Start of RECORDS TO USE

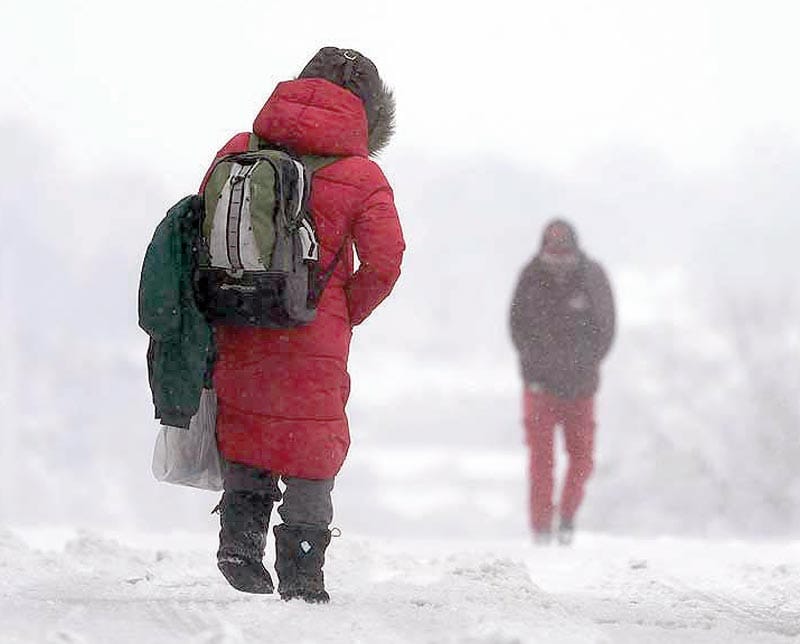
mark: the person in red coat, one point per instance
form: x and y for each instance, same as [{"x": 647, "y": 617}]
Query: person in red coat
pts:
[
  {"x": 562, "y": 325},
  {"x": 282, "y": 393}
]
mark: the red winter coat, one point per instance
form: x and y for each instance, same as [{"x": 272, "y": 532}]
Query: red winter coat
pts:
[{"x": 282, "y": 393}]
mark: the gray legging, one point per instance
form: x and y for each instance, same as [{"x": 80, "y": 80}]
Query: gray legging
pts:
[{"x": 306, "y": 502}]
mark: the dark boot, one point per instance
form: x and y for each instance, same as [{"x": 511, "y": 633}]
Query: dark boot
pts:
[
  {"x": 300, "y": 555},
  {"x": 244, "y": 521}
]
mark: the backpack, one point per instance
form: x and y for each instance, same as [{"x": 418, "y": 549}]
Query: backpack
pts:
[{"x": 259, "y": 256}]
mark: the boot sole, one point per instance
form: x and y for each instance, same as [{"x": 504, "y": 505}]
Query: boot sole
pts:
[{"x": 245, "y": 581}]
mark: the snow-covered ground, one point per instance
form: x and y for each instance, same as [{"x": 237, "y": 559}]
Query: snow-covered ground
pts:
[{"x": 80, "y": 587}]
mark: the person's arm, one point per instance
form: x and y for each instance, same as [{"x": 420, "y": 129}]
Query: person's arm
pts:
[
  {"x": 518, "y": 317},
  {"x": 378, "y": 239},
  {"x": 603, "y": 311}
]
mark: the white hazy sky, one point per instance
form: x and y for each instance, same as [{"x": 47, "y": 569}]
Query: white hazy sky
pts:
[{"x": 542, "y": 82}]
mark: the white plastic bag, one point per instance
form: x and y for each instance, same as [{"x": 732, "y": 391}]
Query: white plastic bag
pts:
[{"x": 190, "y": 456}]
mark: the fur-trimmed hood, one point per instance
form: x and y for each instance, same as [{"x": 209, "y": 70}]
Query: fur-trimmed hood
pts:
[{"x": 352, "y": 70}]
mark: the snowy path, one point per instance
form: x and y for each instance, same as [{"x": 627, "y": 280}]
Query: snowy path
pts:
[{"x": 82, "y": 588}]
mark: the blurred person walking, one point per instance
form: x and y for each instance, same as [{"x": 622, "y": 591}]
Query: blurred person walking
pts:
[
  {"x": 562, "y": 326},
  {"x": 282, "y": 392}
]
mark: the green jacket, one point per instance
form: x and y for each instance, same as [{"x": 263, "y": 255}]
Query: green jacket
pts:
[{"x": 181, "y": 340}]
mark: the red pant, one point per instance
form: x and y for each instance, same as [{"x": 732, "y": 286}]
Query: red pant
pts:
[{"x": 542, "y": 412}]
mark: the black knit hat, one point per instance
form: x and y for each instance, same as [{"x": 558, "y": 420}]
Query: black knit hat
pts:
[{"x": 352, "y": 70}]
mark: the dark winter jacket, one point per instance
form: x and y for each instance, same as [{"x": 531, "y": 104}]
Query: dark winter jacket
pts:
[
  {"x": 180, "y": 338},
  {"x": 282, "y": 393},
  {"x": 562, "y": 331}
]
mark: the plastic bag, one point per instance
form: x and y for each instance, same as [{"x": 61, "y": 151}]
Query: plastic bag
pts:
[{"x": 190, "y": 456}]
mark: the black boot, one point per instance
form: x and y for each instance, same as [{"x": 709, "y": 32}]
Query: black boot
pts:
[
  {"x": 300, "y": 555},
  {"x": 244, "y": 521}
]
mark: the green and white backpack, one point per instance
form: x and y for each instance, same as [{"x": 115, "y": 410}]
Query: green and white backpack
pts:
[{"x": 259, "y": 257}]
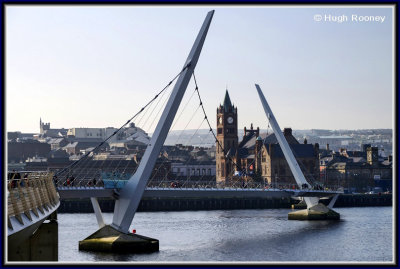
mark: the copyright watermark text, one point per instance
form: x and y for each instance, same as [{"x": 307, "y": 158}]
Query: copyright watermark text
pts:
[{"x": 346, "y": 18}]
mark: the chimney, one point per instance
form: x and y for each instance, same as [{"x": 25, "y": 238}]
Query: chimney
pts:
[{"x": 287, "y": 131}]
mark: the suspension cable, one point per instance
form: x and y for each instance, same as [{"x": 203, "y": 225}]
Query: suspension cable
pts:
[{"x": 115, "y": 132}]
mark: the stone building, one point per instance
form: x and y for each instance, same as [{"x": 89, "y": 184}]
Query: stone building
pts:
[{"x": 258, "y": 157}]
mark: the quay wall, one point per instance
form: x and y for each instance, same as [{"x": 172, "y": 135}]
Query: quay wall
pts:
[{"x": 182, "y": 204}]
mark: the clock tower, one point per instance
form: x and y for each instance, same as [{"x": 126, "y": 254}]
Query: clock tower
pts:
[{"x": 227, "y": 139}]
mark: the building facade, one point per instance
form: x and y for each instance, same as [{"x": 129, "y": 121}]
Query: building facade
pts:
[{"x": 258, "y": 157}]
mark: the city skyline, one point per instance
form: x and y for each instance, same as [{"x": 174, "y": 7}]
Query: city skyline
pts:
[{"x": 84, "y": 66}]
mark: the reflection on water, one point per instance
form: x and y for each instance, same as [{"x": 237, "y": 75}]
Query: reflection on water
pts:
[{"x": 362, "y": 234}]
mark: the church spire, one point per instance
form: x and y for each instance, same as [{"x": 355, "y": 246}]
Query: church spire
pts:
[{"x": 227, "y": 102}]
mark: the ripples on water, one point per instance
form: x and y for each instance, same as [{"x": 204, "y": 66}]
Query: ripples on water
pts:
[{"x": 362, "y": 234}]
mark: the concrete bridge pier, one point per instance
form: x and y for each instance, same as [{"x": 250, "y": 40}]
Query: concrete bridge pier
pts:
[
  {"x": 41, "y": 246},
  {"x": 318, "y": 211},
  {"x": 116, "y": 237}
]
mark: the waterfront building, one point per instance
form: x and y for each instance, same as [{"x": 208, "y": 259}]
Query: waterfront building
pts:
[
  {"x": 359, "y": 171},
  {"x": 258, "y": 156}
]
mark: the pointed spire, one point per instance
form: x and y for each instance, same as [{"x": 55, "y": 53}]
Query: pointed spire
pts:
[{"x": 227, "y": 102}]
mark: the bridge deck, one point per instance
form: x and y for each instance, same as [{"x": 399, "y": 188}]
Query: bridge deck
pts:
[{"x": 153, "y": 192}]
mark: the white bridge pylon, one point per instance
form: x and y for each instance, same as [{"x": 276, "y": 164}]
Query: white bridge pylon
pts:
[
  {"x": 287, "y": 152},
  {"x": 131, "y": 194}
]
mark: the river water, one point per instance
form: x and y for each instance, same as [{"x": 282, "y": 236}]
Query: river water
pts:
[{"x": 362, "y": 235}]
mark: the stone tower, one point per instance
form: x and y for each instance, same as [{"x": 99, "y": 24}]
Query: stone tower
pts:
[
  {"x": 227, "y": 138},
  {"x": 44, "y": 126}
]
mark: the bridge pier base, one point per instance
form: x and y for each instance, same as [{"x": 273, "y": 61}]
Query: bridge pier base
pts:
[
  {"x": 108, "y": 239},
  {"x": 317, "y": 212}
]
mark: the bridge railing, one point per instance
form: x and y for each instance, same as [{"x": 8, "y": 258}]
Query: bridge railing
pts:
[
  {"x": 34, "y": 191},
  {"x": 185, "y": 184}
]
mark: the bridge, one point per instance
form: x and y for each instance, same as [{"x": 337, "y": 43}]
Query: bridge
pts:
[{"x": 75, "y": 180}]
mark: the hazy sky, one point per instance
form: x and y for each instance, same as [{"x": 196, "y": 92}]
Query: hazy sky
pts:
[{"x": 77, "y": 66}]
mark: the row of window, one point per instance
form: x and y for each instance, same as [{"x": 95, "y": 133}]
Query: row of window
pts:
[{"x": 193, "y": 171}]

End of RECORDS TO USE

Look through the data above. Find each line with the string "pier" and copy it.

mark: the concrete bridge pier, one point per instance
Query: concrete bridge pier
mark: the bridge pier base, one point per instance
Query: bridge pier base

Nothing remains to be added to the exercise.